_WHAT IS ASKED_:
a) Write out the passage of the data parallelism article that starts with "Early on, parallel" and goes on through "these are different.".
b) For each statement below, say yes or no as to whether it agrees with the data parallelism article, and quote the words from the article that decide it. (i) The two early approaches produced systems that achieved the full goal. (ii) Data parallelism was an important part of the software associated with Thinking Machines' products. (iii) The chief drawback of data parallelism is that it needs large, regular data structures.
c) In the data parallelism article, what concept underlies the extra information added to a sequential code to describe how an array is broken into parts?

DIY Data Parallelism

A Little White Lie

To this point, we have been granting ourselves a bit of pedagogic license when discussing agenda parallelism and master/worker codes. We have chosen examples for which it was (relatively) simple to describe a task, by working, for instance, with pure functions of the given inputs.

Real codes are seldom this simple — especially, as is so often the case, when one is working with an existing sequential code rather than de novo. What do we do when the function isn't pure (say, some results are stashed away via side effects), or the inputs aren't simple data types but references to complex pointer nests? While conceptually we may readily identify a task and intuitively recognize an opportunity to deploy a master/worker solution — that is, know when it is appropriate to kick off tasks — pragmatically it may be very difficult to create a “task closure” if you will.

Can we generalize master/worker a bit to apply agenda parallelism in these cases?

A Little History

Early on, parallel computing developed a reputation for being especially arcane and demanding — the stuff of hero programmers. The push was on to create parallel programming systems for mere mortals. The grail: absolve programmers of any need to think about parallelism. Two popular lines of attack: (i) make compilers smart enough to extract parallelism from “normal” code, (ii) develop a language for which “normal” code was naturally parallel. Note: while related, these are different.

Both approaches resulted in systems of some limited utility, but failed to achieve the full goal.

Back to the drawing board. How about giving the compiler just a little help? One approach focused on “data parallelism” — closely related to what we've termed “result parallelism”.

Suppose we are writing a code that requires the manipulation of a large array. We write a sequential code in the normal way, but add some extra information that describes how the array should be broken up into parts to be map onto independent processors. This information, while fairly modest, nonetheless: (i) indicates parallelism is desired, (ii) establishes the granularity, and (iii) determines how the computational load is to be divided. Underlying all of this is the owner computes concept: the owner of a part of the array has responsibility for the computations that involve the values of that portion of the array. The compiler and/or runtime takes care of all the coordination activities implicit in computing over the partitioned array. Is important to note that (i) tasks (in the master/worker sense) are implicitly defined and that (ii) this is done via granularity coarsening that results in a parallel structure somewhere between result and agenda parallelism.

This approach enjoyed some success (e.g., was an important part of the software associated with Thinking Machines' products), and lives on in various forms today (e.g., certain constructs in Fortran90, extensions to MATLAB). But it has a number of drawbacks, chief among them the requirement, more or less by construction, for nice, large, regular data structures.

Suppose, instead, that we are working with a code whose data structures are large, intricate pointer nests (of the sort common to many if not most non-trivial C and C++ programs). Or one whose important control flow is not nested for loops over rows and columns of arrays, but recursive function calls and pointer link walking? Because of this, it is hard to describe a decomposition of the data structures and recognize operations on them that could profitably be done in parallel. As a result, we would not normally think of such a code as a promising candidate for classic data parallelism.

DIY Data Parallelism

DIY Data Parallelism mixes master/worker task creation with owner-compute style task definition to create a powerful, if somewhat subtle, paradigm for tackling parallelization of “ugly” sequential codes.

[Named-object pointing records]

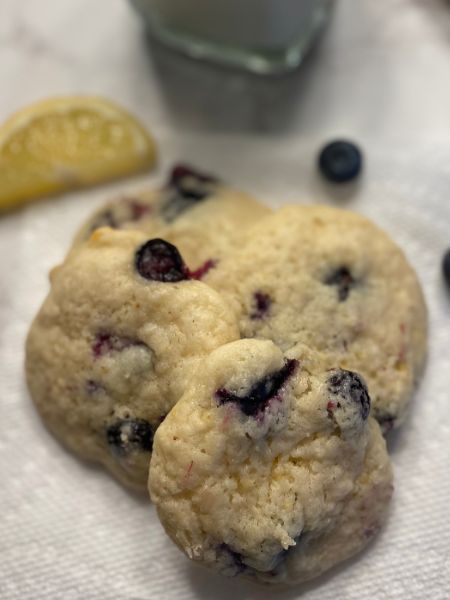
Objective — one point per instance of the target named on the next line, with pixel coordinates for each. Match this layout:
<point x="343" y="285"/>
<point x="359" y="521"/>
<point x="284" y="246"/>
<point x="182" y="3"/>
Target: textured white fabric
<point x="66" y="529"/>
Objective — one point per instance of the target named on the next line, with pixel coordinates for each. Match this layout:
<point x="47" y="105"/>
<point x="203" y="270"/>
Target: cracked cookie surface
<point x="331" y="279"/>
<point x="115" y="342"/>
<point x="197" y="213"/>
<point x="270" y="467"/>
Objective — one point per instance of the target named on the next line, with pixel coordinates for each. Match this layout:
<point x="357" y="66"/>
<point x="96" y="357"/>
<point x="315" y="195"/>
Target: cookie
<point x="270" y="467"/>
<point x="112" y="347"/>
<point x="193" y="211"/>
<point x="334" y="281"/>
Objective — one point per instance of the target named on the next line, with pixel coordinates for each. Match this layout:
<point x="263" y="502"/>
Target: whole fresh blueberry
<point x="130" y="435"/>
<point x="340" y="161"/>
<point x="185" y="188"/>
<point x="446" y="266"/>
<point x="158" y="260"/>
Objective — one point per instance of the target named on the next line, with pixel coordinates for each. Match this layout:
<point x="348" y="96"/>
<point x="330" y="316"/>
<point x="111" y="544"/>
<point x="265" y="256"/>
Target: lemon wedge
<point x="68" y="142"/>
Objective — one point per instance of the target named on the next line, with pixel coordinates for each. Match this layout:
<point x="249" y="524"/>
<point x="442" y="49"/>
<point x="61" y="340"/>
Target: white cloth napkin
<point x="67" y="530"/>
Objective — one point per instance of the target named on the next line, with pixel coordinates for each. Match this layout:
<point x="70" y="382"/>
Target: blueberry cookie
<point x="112" y="347"/>
<point x="270" y="467"/>
<point x="332" y="280"/>
<point x="193" y="211"/>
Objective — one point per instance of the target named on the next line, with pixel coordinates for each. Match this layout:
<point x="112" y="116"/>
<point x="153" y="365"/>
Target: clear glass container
<point x="262" y="36"/>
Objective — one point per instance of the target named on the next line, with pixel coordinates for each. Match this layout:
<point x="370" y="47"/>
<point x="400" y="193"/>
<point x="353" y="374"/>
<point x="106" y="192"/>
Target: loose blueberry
<point x="446" y="266"/>
<point x="261" y="393"/>
<point x="340" y="161"/>
<point x="130" y="435"/>
<point x="190" y="183"/>
<point x="261" y="303"/>
<point x="107" y="342"/>
<point x="185" y="187"/>
<point x="158" y="260"/>
<point x="348" y="384"/>
<point x="343" y="280"/>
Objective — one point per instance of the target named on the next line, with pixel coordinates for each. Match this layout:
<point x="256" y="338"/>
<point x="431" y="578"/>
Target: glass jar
<point x="263" y="36"/>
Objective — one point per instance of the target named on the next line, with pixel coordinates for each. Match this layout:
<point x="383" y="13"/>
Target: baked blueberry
<point x="349" y="385"/>
<point x="130" y="435"/>
<point x="158" y="260"/>
<point x="340" y="161"/>
<point x="343" y="280"/>
<point x="261" y="393"/>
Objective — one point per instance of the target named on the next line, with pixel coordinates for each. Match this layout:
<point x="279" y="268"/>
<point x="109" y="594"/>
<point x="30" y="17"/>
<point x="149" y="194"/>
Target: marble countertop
<point x="380" y="71"/>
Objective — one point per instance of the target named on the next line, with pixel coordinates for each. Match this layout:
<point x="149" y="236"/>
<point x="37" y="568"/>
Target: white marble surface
<point x="381" y="76"/>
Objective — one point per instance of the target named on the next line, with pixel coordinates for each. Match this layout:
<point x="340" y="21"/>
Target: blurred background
<point x="374" y="72"/>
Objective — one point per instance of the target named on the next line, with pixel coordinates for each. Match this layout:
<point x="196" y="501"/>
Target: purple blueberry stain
<point x="125" y="436"/>
<point x="106" y="343"/>
<point x="343" y="280"/>
<point x="261" y="305"/>
<point x="185" y="188"/>
<point x="261" y="393"/>
<point x="348" y="386"/>
<point x="157" y="260"/>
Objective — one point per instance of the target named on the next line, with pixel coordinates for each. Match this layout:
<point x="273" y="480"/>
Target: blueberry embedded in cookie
<point x="160" y="261"/>
<point x="278" y="498"/>
<point x="194" y="211"/>
<point x="109" y="353"/>
<point x="262" y="392"/>
<point x="338" y="284"/>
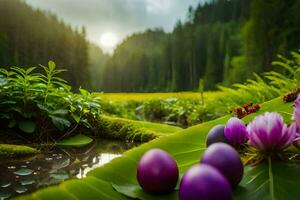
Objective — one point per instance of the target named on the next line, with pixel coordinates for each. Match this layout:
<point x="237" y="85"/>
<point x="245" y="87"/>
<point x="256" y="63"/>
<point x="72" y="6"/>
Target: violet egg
<point x="204" y="182"/>
<point x="157" y="172"/>
<point x="216" y="134"/>
<point x="225" y="159"/>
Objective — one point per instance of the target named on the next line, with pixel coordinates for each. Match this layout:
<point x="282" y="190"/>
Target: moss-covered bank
<point x="9" y="150"/>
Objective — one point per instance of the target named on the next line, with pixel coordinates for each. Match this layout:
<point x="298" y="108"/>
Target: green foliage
<point x="29" y="36"/>
<point x="270" y="85"/>
<point x="128" y="130"/>
<point x="9" y="150"/>
<point x="269" y="180"/>
<point x="42" y="104"/>
<point x="221" y="42"/>
<point x="78" y="140"/>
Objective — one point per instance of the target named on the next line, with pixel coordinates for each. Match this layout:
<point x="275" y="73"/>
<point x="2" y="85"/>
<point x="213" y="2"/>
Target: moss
<point x="8" y="150"/>
<point x="130" y="130"/>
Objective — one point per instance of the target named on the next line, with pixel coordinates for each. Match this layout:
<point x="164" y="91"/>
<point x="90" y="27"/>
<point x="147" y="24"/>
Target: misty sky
<point x="118" y="17"/>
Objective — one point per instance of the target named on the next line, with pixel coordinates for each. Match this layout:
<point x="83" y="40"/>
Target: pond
<point x="51" y="167"/>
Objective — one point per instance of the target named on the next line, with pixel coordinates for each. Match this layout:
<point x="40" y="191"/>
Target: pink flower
<point x="268" y="132"/>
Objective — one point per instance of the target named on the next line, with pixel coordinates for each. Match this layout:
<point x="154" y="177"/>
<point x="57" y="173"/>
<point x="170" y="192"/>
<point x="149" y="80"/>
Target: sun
<point x="109" y="40"/>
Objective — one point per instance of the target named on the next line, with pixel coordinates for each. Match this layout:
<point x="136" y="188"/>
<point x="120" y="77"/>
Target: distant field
<point x="140" y="97"/>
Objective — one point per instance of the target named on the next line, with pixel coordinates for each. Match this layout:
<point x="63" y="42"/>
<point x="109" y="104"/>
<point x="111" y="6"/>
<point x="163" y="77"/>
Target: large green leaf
<point x="75" y="141"/>
<point x="266" y="181"/>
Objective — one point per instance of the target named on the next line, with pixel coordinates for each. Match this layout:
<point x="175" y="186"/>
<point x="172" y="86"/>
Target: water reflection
<point x="54" y="166"/>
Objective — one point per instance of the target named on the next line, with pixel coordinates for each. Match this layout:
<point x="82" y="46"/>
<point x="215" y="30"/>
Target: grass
<point x="131" y="130"/>
<point x="9" y="150"/>
<point x="141" y="97"/>
<point x="186" y="146"/>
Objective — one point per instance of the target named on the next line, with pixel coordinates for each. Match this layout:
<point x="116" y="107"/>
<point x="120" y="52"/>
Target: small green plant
<point x="42" y="105"/>
<point x="270" y="85"/>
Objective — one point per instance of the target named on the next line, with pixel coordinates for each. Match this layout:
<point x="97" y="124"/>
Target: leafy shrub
<point x="42" y="104"/>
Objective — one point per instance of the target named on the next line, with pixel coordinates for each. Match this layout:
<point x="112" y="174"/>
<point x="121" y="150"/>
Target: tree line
<point x="220" y="42"/>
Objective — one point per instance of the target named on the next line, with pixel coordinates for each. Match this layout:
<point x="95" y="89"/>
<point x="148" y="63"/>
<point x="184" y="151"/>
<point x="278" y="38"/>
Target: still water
<point x="18" y="177"/>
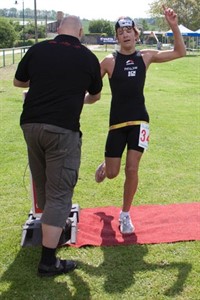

_RESPONSES TO THE TASKS_:
a)
Early on, parallel computing developed a reputation for being especially arcane and demanding — the stuff of hero programmers. The push was on to create parallel programming systems for mere mortals. The grail: absolve programmers of any need to think about parallelism. Two popular lines of attack: (i) make compilers smart enough to extract parallelism from “normal” code, (ii) develop a language for which “normal” code was naturally parallel. Note: while related, these are different.

b)
(i) No: "Both approaches resulted in systems of some limited utility, but failed to achieve the full goal."
(ii) Yes: "was an important part of the software associated with Thinking Machines' products"
(iii) Yes: "chief among them the requirement, more or less by construction, for nice, large, regular data structures"

c) The owner computes concept.